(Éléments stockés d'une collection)

──────

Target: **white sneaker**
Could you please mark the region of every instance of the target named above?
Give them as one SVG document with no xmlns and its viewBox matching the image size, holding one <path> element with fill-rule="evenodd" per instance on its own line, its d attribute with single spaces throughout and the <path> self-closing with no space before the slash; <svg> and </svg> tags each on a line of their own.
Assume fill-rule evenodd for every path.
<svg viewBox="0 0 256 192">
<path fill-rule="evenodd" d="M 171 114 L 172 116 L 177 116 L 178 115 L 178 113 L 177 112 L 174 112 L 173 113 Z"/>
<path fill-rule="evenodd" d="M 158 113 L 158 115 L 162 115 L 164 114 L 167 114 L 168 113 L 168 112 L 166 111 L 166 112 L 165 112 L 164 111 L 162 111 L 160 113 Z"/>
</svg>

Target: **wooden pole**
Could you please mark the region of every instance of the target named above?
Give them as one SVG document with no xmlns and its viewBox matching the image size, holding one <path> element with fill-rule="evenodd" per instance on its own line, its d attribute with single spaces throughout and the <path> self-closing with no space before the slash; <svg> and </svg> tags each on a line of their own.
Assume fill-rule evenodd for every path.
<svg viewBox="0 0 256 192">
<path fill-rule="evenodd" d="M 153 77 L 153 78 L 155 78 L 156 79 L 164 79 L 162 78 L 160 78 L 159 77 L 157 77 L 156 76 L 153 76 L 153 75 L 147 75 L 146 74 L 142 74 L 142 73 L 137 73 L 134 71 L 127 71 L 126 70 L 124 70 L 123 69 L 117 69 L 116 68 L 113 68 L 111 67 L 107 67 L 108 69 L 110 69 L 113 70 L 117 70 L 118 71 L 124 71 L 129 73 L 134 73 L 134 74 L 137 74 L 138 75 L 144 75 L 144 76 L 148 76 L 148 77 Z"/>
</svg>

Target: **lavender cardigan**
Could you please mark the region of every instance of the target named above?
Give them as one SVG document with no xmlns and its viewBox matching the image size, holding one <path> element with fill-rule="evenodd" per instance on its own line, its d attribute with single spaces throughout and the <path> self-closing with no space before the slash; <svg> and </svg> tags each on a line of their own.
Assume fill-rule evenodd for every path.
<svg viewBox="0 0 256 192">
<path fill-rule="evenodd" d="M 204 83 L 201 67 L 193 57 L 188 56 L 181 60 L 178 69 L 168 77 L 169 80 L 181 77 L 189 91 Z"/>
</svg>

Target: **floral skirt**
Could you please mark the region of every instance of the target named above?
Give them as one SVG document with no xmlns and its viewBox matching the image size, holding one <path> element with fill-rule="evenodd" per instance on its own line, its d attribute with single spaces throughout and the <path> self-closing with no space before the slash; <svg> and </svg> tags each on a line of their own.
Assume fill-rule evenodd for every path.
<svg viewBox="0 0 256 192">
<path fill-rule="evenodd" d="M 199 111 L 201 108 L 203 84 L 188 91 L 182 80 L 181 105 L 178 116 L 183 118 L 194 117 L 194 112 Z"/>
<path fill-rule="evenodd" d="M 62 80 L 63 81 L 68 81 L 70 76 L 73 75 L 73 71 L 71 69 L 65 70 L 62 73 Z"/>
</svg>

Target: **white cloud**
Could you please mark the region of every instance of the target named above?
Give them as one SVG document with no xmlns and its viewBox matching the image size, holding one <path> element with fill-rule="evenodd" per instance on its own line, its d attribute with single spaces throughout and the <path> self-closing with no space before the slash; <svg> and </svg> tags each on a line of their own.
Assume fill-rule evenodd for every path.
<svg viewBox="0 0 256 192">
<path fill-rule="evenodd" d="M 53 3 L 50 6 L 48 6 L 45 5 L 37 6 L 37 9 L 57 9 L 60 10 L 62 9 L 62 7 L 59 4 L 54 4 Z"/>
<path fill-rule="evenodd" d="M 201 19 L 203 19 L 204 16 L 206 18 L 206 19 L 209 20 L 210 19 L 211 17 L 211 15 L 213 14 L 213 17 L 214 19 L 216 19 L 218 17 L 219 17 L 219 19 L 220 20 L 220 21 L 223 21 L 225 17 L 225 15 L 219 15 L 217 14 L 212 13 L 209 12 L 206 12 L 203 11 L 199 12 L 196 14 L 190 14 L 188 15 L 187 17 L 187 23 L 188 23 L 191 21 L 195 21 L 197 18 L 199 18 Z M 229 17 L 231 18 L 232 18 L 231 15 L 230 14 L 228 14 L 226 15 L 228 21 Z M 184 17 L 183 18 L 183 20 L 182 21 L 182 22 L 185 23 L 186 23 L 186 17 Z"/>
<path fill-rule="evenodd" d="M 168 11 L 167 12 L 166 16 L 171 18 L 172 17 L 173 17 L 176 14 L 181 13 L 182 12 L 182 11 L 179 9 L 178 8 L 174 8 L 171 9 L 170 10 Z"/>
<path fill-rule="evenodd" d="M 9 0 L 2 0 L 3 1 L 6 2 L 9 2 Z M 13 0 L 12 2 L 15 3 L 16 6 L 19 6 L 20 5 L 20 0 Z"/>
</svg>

──────

TRAVAIL DEMANDÉ ->
Restituez sous forme de tableau Markdown les lignes des données, de celle contenant « Target: **white cloud** » jusqu'à la fin des données incluse, en omettant les lignes vides. Utilisez une colonne « N° » pour le numéro de rang et une colonne « Ligne » pour la ligne elle-même.

RÉSULTAT ATTENDU ->
| N° | Ligne |
|---|---|
| 1 | Target: **white cloud** |
| 2 | Could you please mark the region of every instance of the target named above? |
| 3 | Give them as one SVG document with no xmlns and its viewBox matching the image size, holding one <path> element with fill-rule="evenodd" per instance on its own line, its d attribute with single spaces throughout and the <path> self-closing with no space before the slash; <svg> and </svg> tags each on a line of their own. |
| 4 | Assume fill-rule evenodd for every path. |
| 5 | <svg viewBox="0 0 256 192"> |
| 6 | <path fill-rule="evenodd" d="M 53 3 L 50 6 L 48 6 L 45 5 L 37 6 L 37 9 L 57 9 L 60 10 L 62 9 L 62 7 L 59 4 L 54 4 Z"/> |
| 7 | <path fill-rule="evenodd" d="M 201 19 L 203 19 L 204 16 L 206 18 L 206 19 L 209 20 L 210 19 L 211 17 L 211 15 L 213 14 L 213 17 L 214 19 L 216 19 L 218 17 L 219 17 L 219 19 L 220 20 L 220 21 L 223 21 L 225 17 L 225 15 L 219 15 L 217 14 L 212 13 L 209 12 L 206 12 L 203 11 L 199 12 L 196 14 L 190 14 L 188 15 L 187 17 L 187 23 L 188 23 L 191 21 L 195 21 L 197 18 L 199 18 Z M 229 17 L 231 18 L 232 18 L 231 15 L 230 14 L 228 14 L 226 15 L 228 21 Z M 184 17 L 183 18 L 183 20 L 182 21 L 182 22 L 185 23 L 186 23 L 186 17 Z"/> |
| 8 | <path fill-rule="evenodd" d="M 168 11 L 167 12 L 166 16 L 171 18 L 172 17 L 173 17 L 176 14 L 181 13 L 182 12 L 182 11 L 179 9 L 178 8 L 174 8 L 171 9 L 170 10 Z"/> |
| 9 | <path fill-rule="evenodd" d="M 9 0 L 2 0 L 3 1 L 6 2 L 9 2 Z M 13 0 L 12 2 L 15 3 L 16 6 L 19 6 L 20 5 L 20 0 Z"/> |
| 10 | </svg> |